▶ _THE TASK_
Reproduce the entries below word for word, from the very first line up to and including the line that contains "[[635, 826, 746, 878]]".

** Start of DATA IN THIS EXERCISE **

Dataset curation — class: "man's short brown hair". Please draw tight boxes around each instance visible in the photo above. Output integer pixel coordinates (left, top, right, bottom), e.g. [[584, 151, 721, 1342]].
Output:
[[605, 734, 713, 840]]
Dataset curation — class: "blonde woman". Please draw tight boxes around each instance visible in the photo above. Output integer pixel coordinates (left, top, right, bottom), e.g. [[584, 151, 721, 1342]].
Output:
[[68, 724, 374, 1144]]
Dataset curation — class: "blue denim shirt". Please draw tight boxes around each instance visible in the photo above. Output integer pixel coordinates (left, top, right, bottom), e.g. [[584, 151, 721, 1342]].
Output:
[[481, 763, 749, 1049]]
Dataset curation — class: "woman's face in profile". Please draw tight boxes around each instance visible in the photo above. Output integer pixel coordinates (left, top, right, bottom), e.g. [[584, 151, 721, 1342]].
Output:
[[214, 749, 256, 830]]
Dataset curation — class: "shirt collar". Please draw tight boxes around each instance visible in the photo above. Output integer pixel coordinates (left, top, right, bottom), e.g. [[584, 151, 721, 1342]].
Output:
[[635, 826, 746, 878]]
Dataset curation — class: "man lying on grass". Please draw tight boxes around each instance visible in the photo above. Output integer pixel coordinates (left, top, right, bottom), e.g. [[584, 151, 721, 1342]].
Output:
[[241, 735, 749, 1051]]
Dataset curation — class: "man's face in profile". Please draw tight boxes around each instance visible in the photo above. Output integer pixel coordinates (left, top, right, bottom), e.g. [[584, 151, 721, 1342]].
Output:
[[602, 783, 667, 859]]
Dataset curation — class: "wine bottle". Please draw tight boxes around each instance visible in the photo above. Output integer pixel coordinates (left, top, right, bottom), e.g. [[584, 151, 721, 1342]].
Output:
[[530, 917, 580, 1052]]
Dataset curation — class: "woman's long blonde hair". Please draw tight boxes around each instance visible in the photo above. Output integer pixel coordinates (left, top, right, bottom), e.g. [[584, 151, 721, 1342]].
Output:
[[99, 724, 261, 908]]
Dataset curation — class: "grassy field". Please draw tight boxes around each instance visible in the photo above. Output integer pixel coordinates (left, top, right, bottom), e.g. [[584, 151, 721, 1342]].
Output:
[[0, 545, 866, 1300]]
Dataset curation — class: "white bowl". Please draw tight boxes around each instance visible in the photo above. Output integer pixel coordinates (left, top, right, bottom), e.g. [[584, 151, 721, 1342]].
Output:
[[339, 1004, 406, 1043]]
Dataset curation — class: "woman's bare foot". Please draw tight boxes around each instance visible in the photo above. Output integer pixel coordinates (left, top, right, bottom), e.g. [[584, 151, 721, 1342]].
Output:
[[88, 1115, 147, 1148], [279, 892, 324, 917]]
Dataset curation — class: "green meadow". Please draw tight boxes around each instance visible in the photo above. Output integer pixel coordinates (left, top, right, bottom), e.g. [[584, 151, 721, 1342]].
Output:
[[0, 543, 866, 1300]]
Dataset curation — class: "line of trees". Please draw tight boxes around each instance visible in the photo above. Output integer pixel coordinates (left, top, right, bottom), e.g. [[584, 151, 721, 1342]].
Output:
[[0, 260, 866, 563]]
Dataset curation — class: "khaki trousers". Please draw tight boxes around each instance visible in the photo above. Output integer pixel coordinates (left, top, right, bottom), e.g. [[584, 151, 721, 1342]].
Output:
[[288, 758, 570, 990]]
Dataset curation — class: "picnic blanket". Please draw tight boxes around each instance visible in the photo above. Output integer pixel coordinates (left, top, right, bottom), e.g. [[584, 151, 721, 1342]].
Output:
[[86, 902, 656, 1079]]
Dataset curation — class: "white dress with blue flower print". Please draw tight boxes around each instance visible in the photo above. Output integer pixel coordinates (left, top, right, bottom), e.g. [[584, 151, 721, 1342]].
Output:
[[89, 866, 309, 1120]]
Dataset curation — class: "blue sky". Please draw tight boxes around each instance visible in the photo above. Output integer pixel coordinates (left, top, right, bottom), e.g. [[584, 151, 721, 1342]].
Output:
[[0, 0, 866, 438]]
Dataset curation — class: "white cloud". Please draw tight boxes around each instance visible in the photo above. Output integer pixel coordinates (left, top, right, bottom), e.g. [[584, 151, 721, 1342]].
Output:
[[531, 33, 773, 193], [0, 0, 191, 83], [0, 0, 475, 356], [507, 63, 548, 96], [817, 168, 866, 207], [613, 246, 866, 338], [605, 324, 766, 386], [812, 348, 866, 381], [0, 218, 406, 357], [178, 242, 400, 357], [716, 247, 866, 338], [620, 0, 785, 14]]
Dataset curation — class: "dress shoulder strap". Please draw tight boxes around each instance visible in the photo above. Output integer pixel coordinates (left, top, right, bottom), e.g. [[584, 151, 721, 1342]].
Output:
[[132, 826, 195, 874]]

** End of DATA IN THIS EXERCISE **

▶ _FINISHED EXERCISE_
Dataset curation — class: "man's short brown hair". Please draw tight boxes around each instance visible in the photo above. Output integer pixel coordinates (left, top, right, bottom), e.g. [[584, 151, 721, 1342]].
Output:
[[605, 734, 713, 840]]
Dataset curation — class: "blonde woman". Please draw tight boxes around each instance visible in the photo above. Output integer pixel coordinates (left, top, right, bottom), e.g. [[584, 151, 721, 1342]].
Output:
[[68, 724, 374, 1144]]
Dataset curation — class: "blue denim shirt". Please draw tight boxes around each instance visible in the photo above. Output integer pixel coordinates (left, top, right, bottom), e.g. [[584, 151, 721, 1342]].
Output:
[[481, 763, 749, 1049]]
Dataset curation — class: "woman's face in profile". Please draw tight boxes around each instance visible in the photo above. Output integer pixel coordinates (left, top, right, bottom), e.g. [[584, 151, 721, 1342]].
Output:
[[214, 749, 256, 830]]
Dataset curation — class: "shirt collar". Please draw tight boxes around each instance visible in the photo above. Output integer pixel coordinates (left, top, right, bottom), e.g. [[584, 151, 721, 1342]].
Output:
[[635, 826, 746, 878]]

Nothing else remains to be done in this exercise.